Return every line of the entries below that contains the word "bottle".

◆ Exercise input ◆
•••

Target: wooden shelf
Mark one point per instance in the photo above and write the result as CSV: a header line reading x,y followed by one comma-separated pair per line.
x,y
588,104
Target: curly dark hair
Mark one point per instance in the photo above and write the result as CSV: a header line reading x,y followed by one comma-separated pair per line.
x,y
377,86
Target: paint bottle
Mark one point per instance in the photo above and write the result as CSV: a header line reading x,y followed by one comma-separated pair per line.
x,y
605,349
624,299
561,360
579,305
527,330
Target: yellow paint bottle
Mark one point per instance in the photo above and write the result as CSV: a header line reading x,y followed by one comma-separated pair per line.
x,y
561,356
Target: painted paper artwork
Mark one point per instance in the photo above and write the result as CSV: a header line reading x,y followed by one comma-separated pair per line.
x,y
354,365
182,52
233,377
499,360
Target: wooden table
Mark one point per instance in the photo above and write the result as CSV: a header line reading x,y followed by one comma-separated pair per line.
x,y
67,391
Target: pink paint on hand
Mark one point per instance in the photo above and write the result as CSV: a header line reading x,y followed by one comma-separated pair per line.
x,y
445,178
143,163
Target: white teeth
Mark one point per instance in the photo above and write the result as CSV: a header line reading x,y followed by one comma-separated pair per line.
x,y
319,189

•••

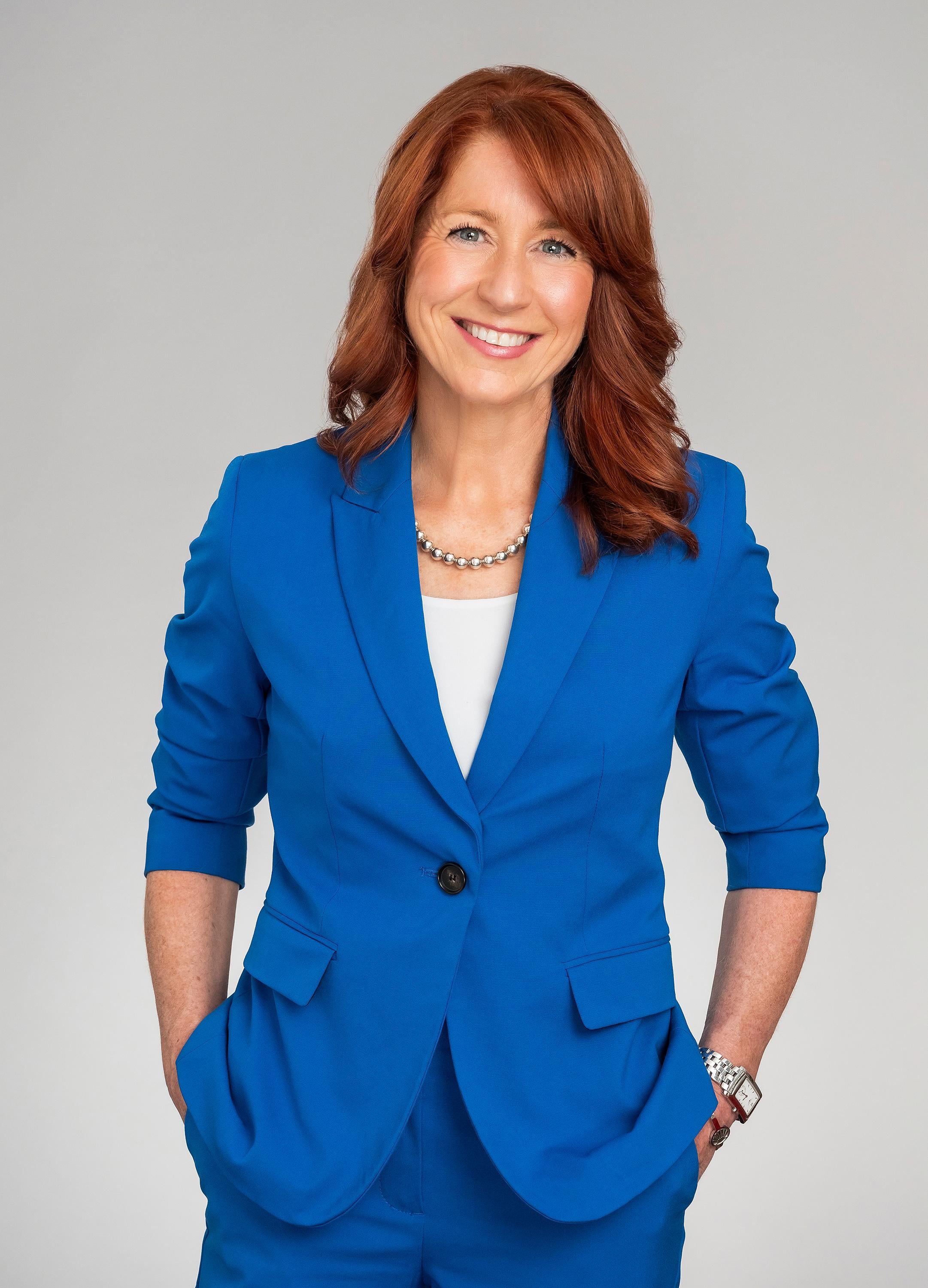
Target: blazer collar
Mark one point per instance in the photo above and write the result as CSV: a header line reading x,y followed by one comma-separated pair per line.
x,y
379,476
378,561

•••

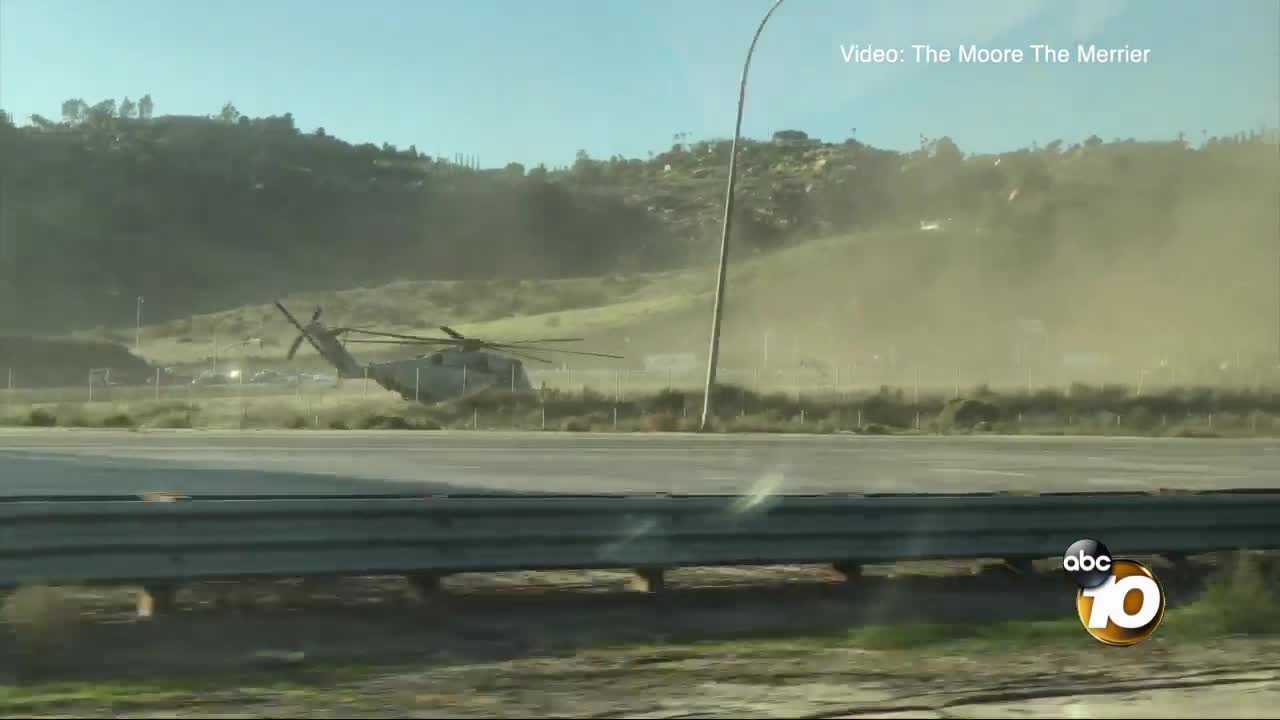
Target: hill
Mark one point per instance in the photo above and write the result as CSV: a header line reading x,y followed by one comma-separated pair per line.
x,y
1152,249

•••

◆ Task solution ◆
Target: paint bottle
Target: yellow paint bottle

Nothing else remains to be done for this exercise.